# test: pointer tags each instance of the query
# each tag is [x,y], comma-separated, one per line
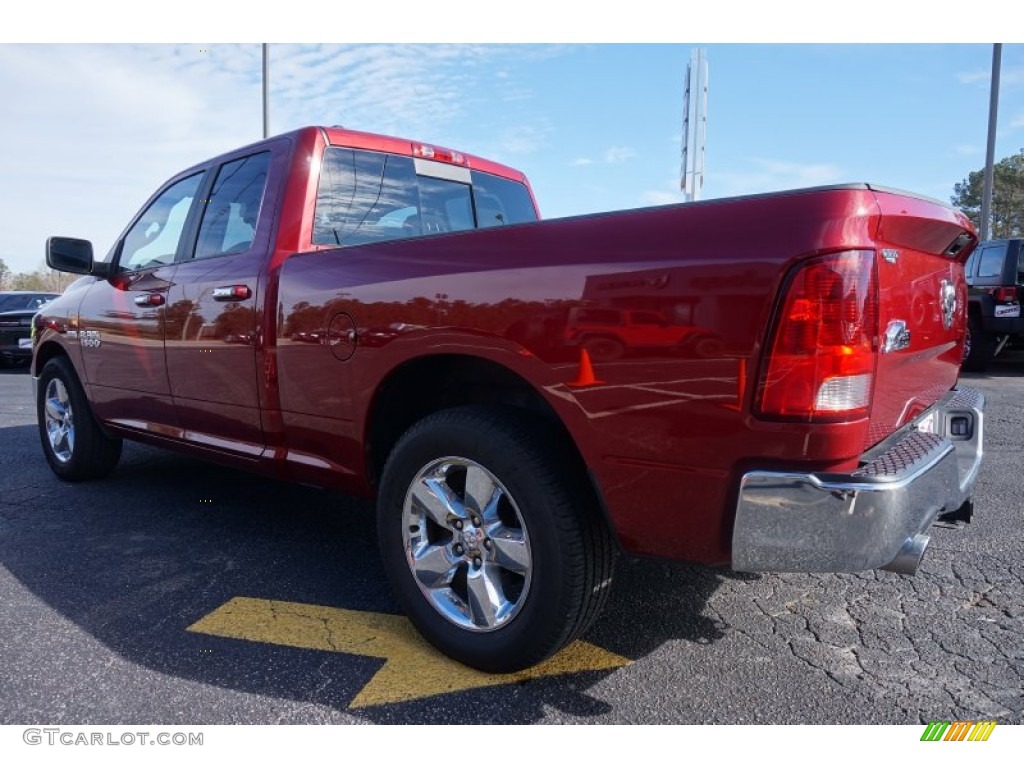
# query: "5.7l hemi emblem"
[947,302]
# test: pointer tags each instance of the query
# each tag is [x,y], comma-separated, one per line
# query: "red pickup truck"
[389,318]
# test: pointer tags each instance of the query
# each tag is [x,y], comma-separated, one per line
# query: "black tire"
[75,445]
[548,565]
[979,347]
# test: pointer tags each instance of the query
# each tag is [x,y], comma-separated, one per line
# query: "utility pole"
[993,109]
[266,93]
[694,126]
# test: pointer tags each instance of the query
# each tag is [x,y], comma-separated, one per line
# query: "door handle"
[150,299]
[231,293]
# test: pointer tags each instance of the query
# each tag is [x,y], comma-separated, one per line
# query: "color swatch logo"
[962,730]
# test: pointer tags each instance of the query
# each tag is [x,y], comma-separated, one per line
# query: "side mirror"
[73,255]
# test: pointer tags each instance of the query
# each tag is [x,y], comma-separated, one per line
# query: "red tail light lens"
[823,345]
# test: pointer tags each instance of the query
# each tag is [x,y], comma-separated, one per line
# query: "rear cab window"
[991,260]
[370,197]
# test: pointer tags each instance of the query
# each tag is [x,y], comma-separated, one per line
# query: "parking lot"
[177,592]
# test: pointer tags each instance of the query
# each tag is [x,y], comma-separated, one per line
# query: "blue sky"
[93,129]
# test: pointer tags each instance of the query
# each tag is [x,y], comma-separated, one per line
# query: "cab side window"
[230,214]
[153,240]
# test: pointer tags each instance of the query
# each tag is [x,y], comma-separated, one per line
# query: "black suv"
[995,281]
[16,309]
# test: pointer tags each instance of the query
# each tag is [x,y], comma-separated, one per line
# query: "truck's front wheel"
[75,445]
[488,539]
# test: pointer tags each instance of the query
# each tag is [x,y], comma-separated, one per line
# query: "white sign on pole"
[694,125]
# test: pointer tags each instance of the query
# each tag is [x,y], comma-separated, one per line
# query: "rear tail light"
[823,344]
[1006,295]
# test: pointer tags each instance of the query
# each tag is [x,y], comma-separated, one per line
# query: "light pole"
[266,95]
[993,108]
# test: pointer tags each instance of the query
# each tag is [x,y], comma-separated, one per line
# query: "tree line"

### About this exercise
Type the entries above out again exactly, with no pictures.

### Result
# test: pointer tags each instance of the query
# each tag is [x,y], comma-separated, one per line
# query: "5.7l hemi emblem"
[947,302]
# test: pointer tags each instance of the query
# each tag is [x,y], comma-separated, one per line
# query: "red pickup truck"
[389,318]
# test: pointer tags each instance of the query
# each tag is [x,y], comma-separated, one per line
# query: "black tire"
[75,445]
[548,565]
[979,347]
# test: pointer tags each instance of the query
# each tag is [x,y], comma-separated, one per line
# query: "utility pole"
[993,109]
[266,93]
[694,126]
# test: pointer tags each instance of the query
# each tag is [x,y], comma-separated, one per line
# query: "door handle"
[150,299]
[231,293]
# test: pointer tags each instance of the query
# each tag is [x,y], comma-separated, one per line
# query: "color swatch logo"
[962,730]
# test: pointer tags each instance of the query
# each tag is [x,y], comma-separated, one per line
# query: "side mirror"
[73,255]
# test: pointer tags each instance of the query
# each tag is [x,y], comma-separated, one per line
# query: "red tail light lens"
[823,345]
# test: pointer tags each instance of the query
# each tag is [x,y], comma-separated, one per line
# query: "rear cab window"
[991,260]
[370,197]
# test: pointer tags each instance of the query
# each tag is [x,y], comma-separated, one per line
# query: "parking lot"
[177,592]
# test: pointer tags each instance of the query
# each tag is [x,y], comma-separated, one per line
# query: "blue sky"
[93,129]
# test: pointer tags each instance of the query
# each tag is [x,y], comma-separated, one per line
# query: "cab side window"
[230,214]
[153,240]
# test: pointer tags each instance of the query
# each tag is [x,y], comma-separated, one per line
# query: "black suv"
[995,281]
[16,309]
# test: pointer tags each instance of the query
# each tag is [x,y], comma-separated, one per line
# query: "truck's front wheel"
[75,445]
[488,539]
# test: pointer tags each instance of the query
# each tag is [x,y], comma-separated, one per line
# query: "white sign on pole"
[694,125]
# test: pointer tags each instance of the query
# each tag is [x,y], comma-separated, one per line
# query: "rear tail light"
[823,344]
[1006,295]
# test: pointer tags each instance of the query
# each tag is [x,y], comma-separated, one per line
# query: "light pole"
[266,95]
[993,108]
# test: pointer tags each instance of the query
# each tag is [x,y], comma-separated, one per line
# query: "tree line"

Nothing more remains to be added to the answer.